▶ _Job_
Copy each of the following rows word for word, with every line unchanged and in the same order.

Stored data
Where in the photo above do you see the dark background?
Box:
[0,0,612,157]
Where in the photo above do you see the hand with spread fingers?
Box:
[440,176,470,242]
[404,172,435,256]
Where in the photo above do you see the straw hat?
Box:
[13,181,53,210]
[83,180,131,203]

▶ _Complete answer_
Where in the photo above do you see the dark background?
Box:
[0,0,612,157]
Where in the photo above do you see the hand with spread fingers?
Box:
[440,176,470,242]
[404,172,435,256]
Where in the photo above do you see the straw hat?
Box:
[13,181,53,210]
[83,180,131,203]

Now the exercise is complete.